━━━ Raw records ━━━

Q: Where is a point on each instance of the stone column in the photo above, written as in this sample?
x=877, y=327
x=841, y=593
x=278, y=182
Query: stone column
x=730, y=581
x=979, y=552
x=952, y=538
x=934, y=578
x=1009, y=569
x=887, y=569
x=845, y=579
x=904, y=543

━━━

Objective = Copy out every line of the listing above without changing anything.

Worked solution =
Q: Where is a point on each instance of the stone column in the photo above, written as in this sample?
x=877, y=327
x=841, y=593
x=278, y=182
Query: stone column
x=730, y=581
x=979, y=552
x=952, y=538
x=934, y=578
x=1009, y=569
x=887, y=569
x=845, y=579
x=904, y=543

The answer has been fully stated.